(Records from an annotation dataset)
-----

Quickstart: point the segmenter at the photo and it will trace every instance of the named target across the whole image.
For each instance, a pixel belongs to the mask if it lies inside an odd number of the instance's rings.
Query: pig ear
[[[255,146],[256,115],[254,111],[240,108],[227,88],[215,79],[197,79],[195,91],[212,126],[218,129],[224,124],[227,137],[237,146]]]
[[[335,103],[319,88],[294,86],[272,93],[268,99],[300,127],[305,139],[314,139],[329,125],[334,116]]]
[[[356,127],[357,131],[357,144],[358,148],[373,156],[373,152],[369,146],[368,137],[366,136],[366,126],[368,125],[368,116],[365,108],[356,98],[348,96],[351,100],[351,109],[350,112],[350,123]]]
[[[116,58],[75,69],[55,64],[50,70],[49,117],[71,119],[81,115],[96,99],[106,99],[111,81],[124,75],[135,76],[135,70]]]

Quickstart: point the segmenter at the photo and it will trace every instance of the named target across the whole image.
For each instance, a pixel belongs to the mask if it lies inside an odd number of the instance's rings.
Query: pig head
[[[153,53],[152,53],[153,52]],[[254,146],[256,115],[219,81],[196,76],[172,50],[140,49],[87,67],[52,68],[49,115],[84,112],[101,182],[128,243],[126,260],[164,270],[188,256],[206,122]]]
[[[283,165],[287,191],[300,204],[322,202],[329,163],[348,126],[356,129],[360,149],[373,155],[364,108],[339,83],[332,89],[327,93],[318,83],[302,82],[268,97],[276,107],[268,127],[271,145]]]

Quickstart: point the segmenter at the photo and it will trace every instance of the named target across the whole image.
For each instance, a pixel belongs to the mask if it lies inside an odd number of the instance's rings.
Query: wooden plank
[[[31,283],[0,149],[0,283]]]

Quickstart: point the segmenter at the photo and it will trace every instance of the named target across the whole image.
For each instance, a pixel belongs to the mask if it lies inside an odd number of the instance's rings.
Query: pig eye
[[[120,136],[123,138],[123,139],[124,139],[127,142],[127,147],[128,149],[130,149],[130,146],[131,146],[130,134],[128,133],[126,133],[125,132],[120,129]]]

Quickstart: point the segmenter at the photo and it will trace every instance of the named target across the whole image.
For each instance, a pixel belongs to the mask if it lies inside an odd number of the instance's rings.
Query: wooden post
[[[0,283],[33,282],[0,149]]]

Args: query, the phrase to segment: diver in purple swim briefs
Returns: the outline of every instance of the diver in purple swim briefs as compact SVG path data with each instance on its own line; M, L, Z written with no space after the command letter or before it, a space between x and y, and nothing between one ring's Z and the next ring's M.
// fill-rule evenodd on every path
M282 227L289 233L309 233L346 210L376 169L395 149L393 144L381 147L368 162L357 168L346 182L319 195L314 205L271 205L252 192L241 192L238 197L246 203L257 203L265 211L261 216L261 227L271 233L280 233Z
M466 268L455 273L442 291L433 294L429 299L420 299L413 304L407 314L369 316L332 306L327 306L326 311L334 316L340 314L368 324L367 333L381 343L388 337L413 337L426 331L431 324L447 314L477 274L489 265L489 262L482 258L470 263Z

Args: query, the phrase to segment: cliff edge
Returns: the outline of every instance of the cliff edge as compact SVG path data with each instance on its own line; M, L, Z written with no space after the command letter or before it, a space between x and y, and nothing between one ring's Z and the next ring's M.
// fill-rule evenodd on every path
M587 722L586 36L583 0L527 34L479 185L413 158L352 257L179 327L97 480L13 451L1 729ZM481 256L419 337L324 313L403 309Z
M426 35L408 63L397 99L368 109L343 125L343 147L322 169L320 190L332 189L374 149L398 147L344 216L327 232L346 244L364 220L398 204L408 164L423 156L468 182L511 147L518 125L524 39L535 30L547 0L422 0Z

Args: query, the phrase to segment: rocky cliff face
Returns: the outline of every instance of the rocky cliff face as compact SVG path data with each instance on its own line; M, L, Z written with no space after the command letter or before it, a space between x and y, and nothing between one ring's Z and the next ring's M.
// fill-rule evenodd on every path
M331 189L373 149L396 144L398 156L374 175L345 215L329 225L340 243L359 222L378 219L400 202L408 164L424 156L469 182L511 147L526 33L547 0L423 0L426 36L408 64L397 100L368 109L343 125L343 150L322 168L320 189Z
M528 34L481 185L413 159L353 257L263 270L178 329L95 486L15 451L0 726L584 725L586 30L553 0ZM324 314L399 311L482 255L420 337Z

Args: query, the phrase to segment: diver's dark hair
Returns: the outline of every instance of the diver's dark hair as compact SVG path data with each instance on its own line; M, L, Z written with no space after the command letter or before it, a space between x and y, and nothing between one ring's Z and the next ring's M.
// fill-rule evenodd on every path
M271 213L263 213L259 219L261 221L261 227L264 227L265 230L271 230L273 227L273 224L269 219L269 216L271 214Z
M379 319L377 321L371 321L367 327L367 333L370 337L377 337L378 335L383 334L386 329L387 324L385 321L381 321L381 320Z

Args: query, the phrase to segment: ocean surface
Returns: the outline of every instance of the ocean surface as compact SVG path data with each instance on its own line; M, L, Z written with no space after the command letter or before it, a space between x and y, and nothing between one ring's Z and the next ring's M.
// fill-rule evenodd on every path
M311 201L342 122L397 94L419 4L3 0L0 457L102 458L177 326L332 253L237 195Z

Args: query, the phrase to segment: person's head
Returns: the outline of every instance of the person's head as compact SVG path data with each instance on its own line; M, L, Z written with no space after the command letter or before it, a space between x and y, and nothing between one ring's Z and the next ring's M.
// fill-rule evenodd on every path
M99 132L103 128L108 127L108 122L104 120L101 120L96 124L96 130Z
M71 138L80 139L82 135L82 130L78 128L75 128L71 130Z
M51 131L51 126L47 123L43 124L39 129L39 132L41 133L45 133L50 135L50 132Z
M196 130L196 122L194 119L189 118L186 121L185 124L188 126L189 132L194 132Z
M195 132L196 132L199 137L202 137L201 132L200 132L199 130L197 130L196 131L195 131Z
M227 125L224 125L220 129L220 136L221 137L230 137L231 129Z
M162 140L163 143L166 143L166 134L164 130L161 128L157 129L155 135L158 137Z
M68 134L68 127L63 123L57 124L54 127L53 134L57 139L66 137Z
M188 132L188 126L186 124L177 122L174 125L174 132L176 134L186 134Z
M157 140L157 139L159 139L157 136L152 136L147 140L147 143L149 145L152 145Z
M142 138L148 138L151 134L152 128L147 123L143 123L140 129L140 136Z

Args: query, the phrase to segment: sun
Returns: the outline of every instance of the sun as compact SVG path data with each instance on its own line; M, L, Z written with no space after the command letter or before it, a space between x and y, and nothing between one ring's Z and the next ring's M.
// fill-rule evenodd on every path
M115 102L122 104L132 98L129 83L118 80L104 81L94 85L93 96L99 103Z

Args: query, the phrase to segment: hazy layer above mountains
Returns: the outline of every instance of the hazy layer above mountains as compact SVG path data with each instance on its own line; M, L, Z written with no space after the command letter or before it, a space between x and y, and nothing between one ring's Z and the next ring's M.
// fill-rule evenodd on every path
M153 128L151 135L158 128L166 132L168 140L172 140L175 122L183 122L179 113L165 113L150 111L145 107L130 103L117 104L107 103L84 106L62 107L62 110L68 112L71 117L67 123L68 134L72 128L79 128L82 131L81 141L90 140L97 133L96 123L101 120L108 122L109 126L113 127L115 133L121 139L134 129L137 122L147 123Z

-----

STATED TASK: Retype all of the entries precisely as they are.

EXPECTED ANSWER:
Quickstart: point the segmenter at the photo and it will trace every instance of the named target across the whole image.
For each instance, a pixel belongs to the mask if it lies inside an odd number of the instance's rings.
Query: pig ear
[[[255,146],[256,115],[254,111],[240,108],[227,88],[215,79],[197,79],[195,91],[212,126],[218,129],[224,124],[227,137],[237,146]]]
[[[335,103],[319,88],[294,86],[272,93],[268,99],[300,127],[305,139],[314,139],[329,125],[334,116]]]
[[[356,127],[357,131],[357,144],[358,148],[373,156],[373,152],[369,146],[368,137],[366,136],[366,126],[368,125],[368,116],[365,108],[356,98],[348,96],[351,100],[351,109],[350,112],[350,123]]]
[[[116,58],[75,69],[55,64],[50,70],[49,117],[71,119],[81,115],[96,99],[106,99],[111,81],[124,75],[135,76],[135,70]]]

Quickstart: point the segmenter at the photo and it will trace every instance of the named target across the whole image.
For each instance, a pixel belongs to the mask if it lies inside an odd number of the instance's rings.
Query: pig head
[[[153,53],[152,53],[153,52]],[[254,146],[256,115],[219,81],[196,76],[172,50],[140,49],[87,67],[52,68],[49,115],[84,112],[101,182],[128,243],[126,260],[164,270],[188,256],[206,122]]]
[[[283,165],[287,191],[300,204],[322,202],[329,163],[348,126],[356,129],[360,149],[373,155],[364,108],[339,83],[332,89],[327,93],[318,83],[302,82],[268,97],[276,107],[268,127],[271,145]]]

Quickstart: point the segmenter at the photo and it will trace every instance of the named target across the whole image.
For each instance, a pixel belongs to the mask if it lies inside an odd number of the instance's rings.
Query: wooden plank
[[[31,283],[0,149],[0,283]]]

Quickstart: point the segmenter at the photo and it will trace every instance of the named target across the whole image.
For each instance, a pixel belongs to the mask if it lies inside an odd number of the instance's rings.
Query: pig eye
[[[120,136],[123,138],[123,139],[124,139],[127,142],[127,147],[128,149],[130,149],[130,146],[131,146],[130,134],[128,133],[126,133],[125,132],[120,129]]]

Quickstart: point the segmenter at the photo and it will trace every instance of the named target across the whole image.
For each instance, a pixel belongs to the mask if it lies inside an odd number of the instance's rings.
Query: wooden post
[[[0,283],[33,282],[0,149]]]

Args: query, the phrase to segment: diver in purple swim briefs
Returns: the outline of every instance of the diver in purple swim briefs as compact SVG path data with each instance on its own line; M, L, Z written with no space after the command letter or before it, a space between x and y, and nothing between one ring's Z and the next ring's M.
// fill-rule evenodd on every path
M282 227L289 233L309 233L346 210L376 169L395 149L393 144L381 147L368 162L357 168L346 182L319 195L314 205L271 205L252 192L241 192L238 197L246 203L257 203L265 211L261 216L261 227L271 233L280 233Z
M466 268L455 273L442 291L433 294L429 299L420 299L413 304L407 314L369 316L332 306L327 306L326 311L334 316L340 314L368 324L367 333L381 343L388 337L413 337L426 331L431 324L447 314L477 274L489 265L489 262L482 258L470 263Z

Args: query, the phrase to segment: cliff edge
Returns: the outline of every instance of the cliff edge as compact SVG path data with each instance on its own line; M, L, Z written with no space after the command letter or before it, a space between x and y, and nothing between one ring's Z and the next ring's M.
// fill-rule evenodd on every path
M587 722L586 36L583 0L527 34L479 185L413 158L352 257L179 327L97 480L13 451L1 729ZM481 256L419 337L324 313L403 309Z
M426 35L408 63L397 99L368 109L343 125L343 147L322 169L320 190L332 189L374 149L398 147L344 216L327 232L346 244L364 220L398 204L408 164L423 156L468 182L511 147L518 125L524 39L535 30L547 0L422 0Z

Args: query, the phrase to segment: rocky cliff face
Returns: the outline of every instance of the rocky cliff face as compact SVG path data with each instance on its own line; M, L, Z written with no space after the command letter or before it, a space between x and y, and nothing between one ring's Z and the next ring's M.
// fill-rule evenodd on every path
M331 189L373 149L396 144L398 156L374 175L345 215L329 225L340 243L359 222L378 219L400 202L408 164L424 156L469 182L511 147L526 33L547 0L423 0L426 36L408 64L397 100L368 109L343 125L343 150L322 168L320 189Z
M528 34L481 185L413 159L353 257L263 270L178 329L95 486L15 451L0 726L584 725L586 30L553 0ZM324 314L399 311L482 255L420 337Z

Args: query, the phrase to segment: diver's dark hair
Returns: the outline of every instance of the diver's dark hair as compact SVG path data with each instance on its own line; M, L, Z written with no space after the command letter or before it, a space between x and y, and nothing between one ring's Z and the next ring's M.
// fill-rule evenodd on every path
M271 213L263 213L259 219L261 221L261 227L264 227L265 230L271 230L273 227L273 224L269 219L269 216L271 214Z
M379 319L377 321L371 321L367 327L367 333L370 337L377 337L378 335L383 334L386 329L387 324L385 321L381 321L381 320Z

Args: query, the phrase to segment: ocean surface
Returns: the outline of every instance of the ocean surface as compact SVG path data with each instance on its own line; M, L, Z written with no space after the command letter or before it, a space between x and y, and nothing between one ring's Z and the next ring's M.
// fill-rule evenodd on every path
M311 201L342 122L397 94L419 4L3 0L0 457L102 458L177 326L332 253L237 195Z

Args: query, the phrase to segment: person's head
Returns: the outline of every instance of the person's head as compact SVG path data with each instance on its own line; M, L, Z written with no space after the command letter or before it, a space between x and y, and nothing between one ring's Z and the next ring's M.
// fill-rule evenodd on every path
M99 132L103 128L108 127L108 122L104 120L101 120L96 124L96 130Z
M71 138L80 139L82 135L82 130L78 128L75 128L71 130Z
M51 131L51 126L47 123L43 124L39 129L39 132L41 133L45 133L50 135L50 132Z
M196 130L196 122L194 119L189 118L186 121L185 124L188 126L189 132L194 132Z
M195 132L196 132L199 137L202 137L201 132L200 132L199 130L197 130L196 131L195 131Z
M227 125L224 125L220 129L220 136L221 137L230 137L231 129Z
M162 140L163 143L166 143L166 134L164 130L161 128L157 129L155 135L158 137Z
M68 134L68 127L63 123L57 124L54 127L53 134L57 139L66 137Z
M188 132L188 126L186 124L177 122L174 125L174 132L176 134L186 134Z
M157 140L157 139L159 139L157 136L152 136L147 140L147 143L149 145L152 145Z
M142 138L148 138L151 134L152 128L147 123L143 123L140 129L140 136Z

Args: query, the phrase to segment: sun
Returns: the outline of every instance of the sun as compact SVG path data with each instance on its own line; M, L, Z written with no space after the command letter or before it, a space between x and y, and nothing between one ring's Z and the next ring's M.
// fill-rule evenodd on every path
M115 102L122 104L132 98L129 83L118 80L104 81L94 85L93 96L99 103Z

Args: query, the phrase to segment: hazy layer above mountains
Returns: the outline of every instance of the hazy layer above mountains as compact SVG path data with each instance on its own line; M, L, Z written with no space after the command letter or before it, a space between x and y, and nothing between one ring's Z and the next ring's M.
// fill-rule evenodd on every path
M153 128L151 135L158 128L166 132L168 140L172 140L175 122L183 122L179 113L165 113L150 111L145 107L130 103L117 104L107 103L84 106L62 107L62 110L68 112L71 117L67 123L68 134L72 128L79 128L82 131L81 141L90 140L97 133L96 123L101 120L108 122L109 126L113 127L115 133L121 139L134 129L137 122L147 123Z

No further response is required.